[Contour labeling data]
#####
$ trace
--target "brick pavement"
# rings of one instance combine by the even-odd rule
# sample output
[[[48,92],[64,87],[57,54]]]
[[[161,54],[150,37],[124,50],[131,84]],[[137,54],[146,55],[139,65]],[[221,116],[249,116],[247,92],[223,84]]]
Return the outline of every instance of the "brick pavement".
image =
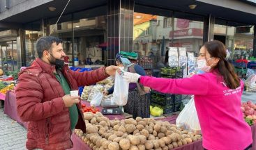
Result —
[[[242,101],[253,101],[256,103],[256,93],[244,92]],[[0,150],[26,149],[27,130],[8,117],[0,108]]]
[[[0,108],[0,150],[26,149],[27,130]]]

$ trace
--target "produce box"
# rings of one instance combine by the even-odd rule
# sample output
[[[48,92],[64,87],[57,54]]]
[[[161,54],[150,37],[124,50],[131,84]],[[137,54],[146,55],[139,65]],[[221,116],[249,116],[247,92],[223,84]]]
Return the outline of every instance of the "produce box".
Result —
[[[161,77],[179,78],[183,78],[183,67],[167,67],[161,68]]]
[[[182,95],[164,94],[155,90],[151,92],[151,101],[162,106],[181,103]]]

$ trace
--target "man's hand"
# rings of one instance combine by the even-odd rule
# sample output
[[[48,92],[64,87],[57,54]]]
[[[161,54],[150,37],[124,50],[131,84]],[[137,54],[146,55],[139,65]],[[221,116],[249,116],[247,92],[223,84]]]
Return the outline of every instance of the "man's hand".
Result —
[[[105,90],[105,91],[103,91],[103,94],[104,94],[105,96],[108,95],[108,92],[107,92],[107,90]]]
[[[149,93],[150,91],[151,90],[151,88],[149,87],[144,87],[144,90],[146,92],[146,93]]]
[[[128,83],[137,83],[138,79],[140,77],[140,75],[138,74],[124,72],[123,70],[121,70],[119,74],[121,74],[123,76],[123,78]]]
[[[111,65],[111,66],[107,67],[105,69],[105,71],[106,72],[106,74],[107,74],[109,76],[114,76],[114,74],[116,74],[116,71],[119,68],[119,67],[118,66]]]
[[[78,103],[80,97],[71,97],[70,94],[66,94],[62,97],[66,107],[71,107],[74,103]]]

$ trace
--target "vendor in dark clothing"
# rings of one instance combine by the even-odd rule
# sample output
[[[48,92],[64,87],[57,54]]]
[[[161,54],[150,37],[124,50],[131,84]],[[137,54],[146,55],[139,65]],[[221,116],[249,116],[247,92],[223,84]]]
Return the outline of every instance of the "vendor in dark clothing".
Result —
[[[146,72],[142,67],[139,65],[131,63],[125,56],[120,54],[116,56],[116,63],[117,66],[123,67],[124,70],[129,72],[139,74],[141,76],[146,76]],[[112,94],[114,85],[107,91],[104,92],[105,95]],[[139,83],[129,84],[129,94],[128,102],[123,106],[124,112],[133,115],[133,118],[141,117],[142,118],[150,117],[150,101],[146,94],[150,92],[148,87],[142,86]]]

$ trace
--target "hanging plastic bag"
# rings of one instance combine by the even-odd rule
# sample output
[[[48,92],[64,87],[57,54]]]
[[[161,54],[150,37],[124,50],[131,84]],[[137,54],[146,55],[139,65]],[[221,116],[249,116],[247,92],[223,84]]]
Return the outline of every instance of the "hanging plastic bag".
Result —
[[[195,109],[193,96],[179,115],[176,119],[176,125],[179,128],[188,130],[195,134],[201,133],[200,124]]]
[[[118,106],[126,105],[128,90],[129,83],[116,71],[114,76],[113,102]]]
[[[256,92],[256,74],[250,75],[246,81],[245,85],[246,91],[250,92]]]
[[[103,94],[100,92],[95,92],[91,101],[90,102],[91,106],[94,107],[99,106],[100,105],[101,100],[103,99]]]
#####
__Instructions to follow__
Rewrite every line from the start of the data down to the line containing "[[[0,108],[0,150],[26,149],[27,130]]]", shifting each coordinate in the answers by -49 and leaving all other lines as they are. Omit the pictures.

__Written response__
$ trace
--target "brick pavement"
# rings of one instance combine by the even-odd rule
# sample output
[[[48,92],[64,87],[57,54]]]
[[[161,54],[150,37],[124,50],[131,84]],[[137,54],[146,55],[139,65]],[[221,116],[249,116],[247,92],[223,84]]]
Return the outline of every instance of the "brick pavement".
image =
Result —
[[[193,52],[204,52],[207,54],[207,44],[195,43]],[[-49,101],[-23,100],[-22,81],[-41,68],[-49,59]]]
[[[-49,59],[-49,101],[-23,100],[-22,81]]]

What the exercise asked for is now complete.